**Written task 1:** According to the article on Karzai's holiday pardons, how much of his two-year sentence had Edward Caraballo served before his release?

**Passage to read:**
▼

Tuesday, May 02, 2006

Karzai's Holiday Pardons Set an American Free

DISCOURAGED FORWARD! Junior Cape Crusaders Worldwide and our new trusty side-kick Psychotic and Homicidal Lynn Thomas of COWS BLOG!

Well Junior Cape Crusaders the saga continues! We found this article interesting and laugh at Psychotic and Homicidal Lynn Thomas claims that Jackbo refused the pardon because Karazi was doing the same for terrorist. Laughable! Like Jackbo would refuse to leave that wonderful prison if and WHEN his time is up..... LOL! Jackbo will run out of that place so fast that the escort cars will not be able to keep up! What an IDIOT you are Lynnbo......


Karzai's Holiday Pardons Set an American Free
By
CARLOTTA GALL
Published: May 1, 2006

KABUL, Afghanistan, April 30 An American imprisoned here after being found guilty of running a private jail and torturing detainees was released Sunday under a presidential pardon.

Musadeq Sadeq/Associated Press Edward Caraballo, of the Bronx, was arrested at what Afghan officials called a private jail in Kabul. President Hamid Karzai granted an early release to Edward Caraballo, 44, an independent filmmaker from the Bronx, and to all other prisoners with less than a year to serve. Mr. Caraballo had served 21 months of a two-year sentence.

▲

**Excerpted data:**
▼

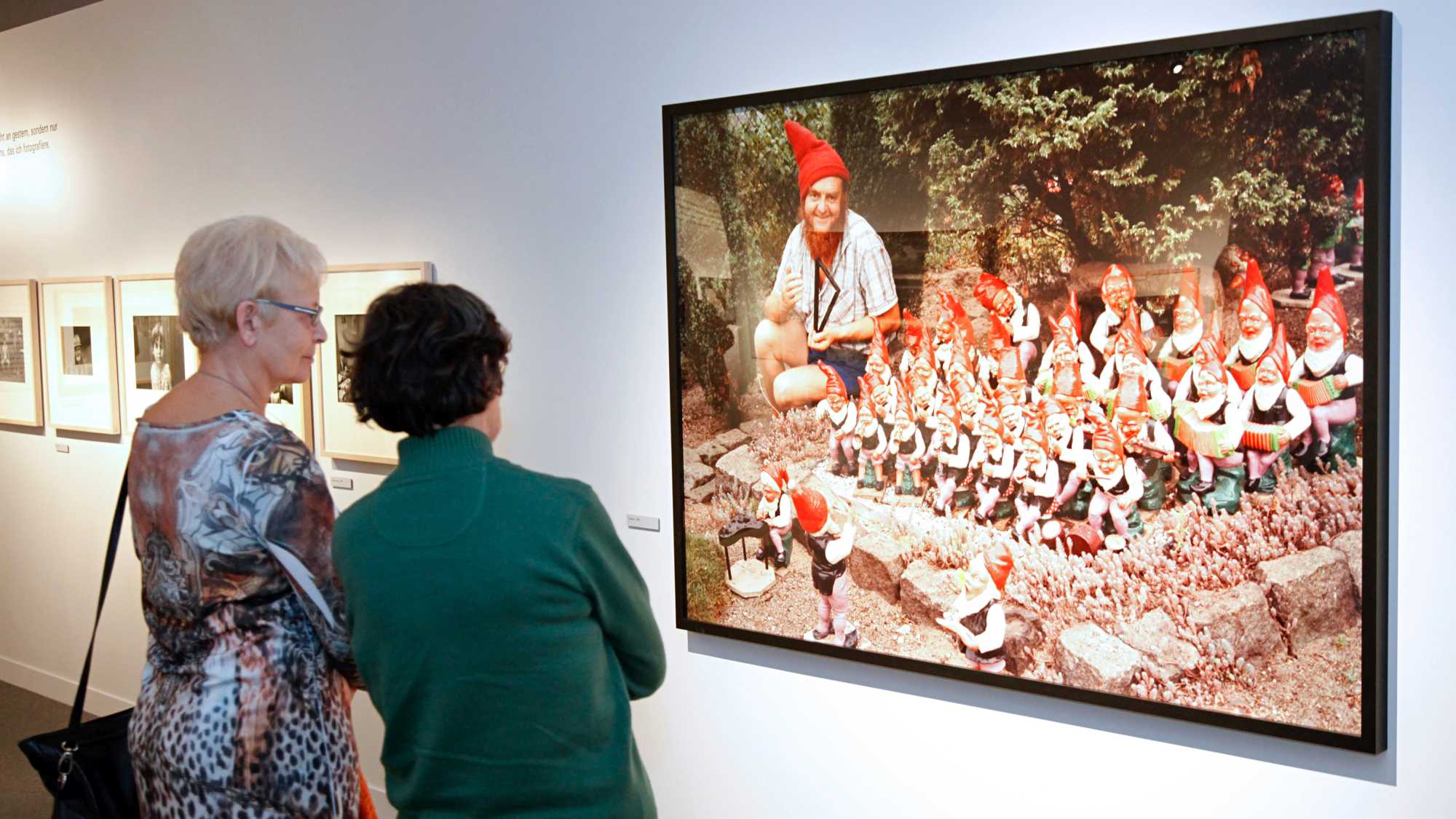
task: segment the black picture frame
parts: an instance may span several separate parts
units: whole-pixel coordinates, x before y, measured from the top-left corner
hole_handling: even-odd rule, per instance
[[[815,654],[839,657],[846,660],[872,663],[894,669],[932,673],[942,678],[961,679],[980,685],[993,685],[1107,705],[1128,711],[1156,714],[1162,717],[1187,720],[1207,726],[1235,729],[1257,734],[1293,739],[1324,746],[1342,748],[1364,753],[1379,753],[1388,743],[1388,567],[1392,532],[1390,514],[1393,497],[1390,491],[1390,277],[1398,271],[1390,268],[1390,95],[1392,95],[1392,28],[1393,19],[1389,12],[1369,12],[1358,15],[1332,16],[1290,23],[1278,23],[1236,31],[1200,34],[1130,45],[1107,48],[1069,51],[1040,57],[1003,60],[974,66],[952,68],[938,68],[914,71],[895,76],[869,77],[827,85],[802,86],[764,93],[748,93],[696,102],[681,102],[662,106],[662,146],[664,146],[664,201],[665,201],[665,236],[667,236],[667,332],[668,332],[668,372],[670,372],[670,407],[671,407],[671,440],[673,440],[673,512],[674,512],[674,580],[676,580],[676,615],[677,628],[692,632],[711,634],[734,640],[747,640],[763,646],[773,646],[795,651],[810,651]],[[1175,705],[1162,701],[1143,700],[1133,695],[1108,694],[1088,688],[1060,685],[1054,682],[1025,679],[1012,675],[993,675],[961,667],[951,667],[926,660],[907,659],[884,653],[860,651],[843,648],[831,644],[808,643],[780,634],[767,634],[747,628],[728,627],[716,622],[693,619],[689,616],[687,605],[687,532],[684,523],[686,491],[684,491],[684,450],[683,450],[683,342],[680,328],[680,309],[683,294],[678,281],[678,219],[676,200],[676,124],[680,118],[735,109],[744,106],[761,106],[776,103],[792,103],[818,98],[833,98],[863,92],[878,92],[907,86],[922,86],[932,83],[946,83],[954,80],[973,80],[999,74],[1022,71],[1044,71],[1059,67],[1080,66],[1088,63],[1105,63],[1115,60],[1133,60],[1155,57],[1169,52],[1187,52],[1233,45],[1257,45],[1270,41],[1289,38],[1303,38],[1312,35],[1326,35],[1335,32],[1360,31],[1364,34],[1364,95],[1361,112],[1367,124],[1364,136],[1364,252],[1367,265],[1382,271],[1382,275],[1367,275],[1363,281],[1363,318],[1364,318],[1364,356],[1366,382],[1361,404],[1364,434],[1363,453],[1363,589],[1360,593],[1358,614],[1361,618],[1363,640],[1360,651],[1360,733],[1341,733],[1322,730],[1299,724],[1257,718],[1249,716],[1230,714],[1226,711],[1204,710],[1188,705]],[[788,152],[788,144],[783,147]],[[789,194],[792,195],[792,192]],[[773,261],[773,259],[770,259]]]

▲

**Written task 2:** Please output the lines of the records as a numbered list, running from the start of the records up to and including the line with "hole_handling: even-odd rule, per instance", with the pictures left out.

**Task response 1:** 21 months

**Task response 2:**
1. task: segment the black picture frame
2. parts: an instance may span several separate parts
3. units: whole-pixel coordinates, x before y, measured from the top-left corner
4. hole_handling: even-odd rule, per instance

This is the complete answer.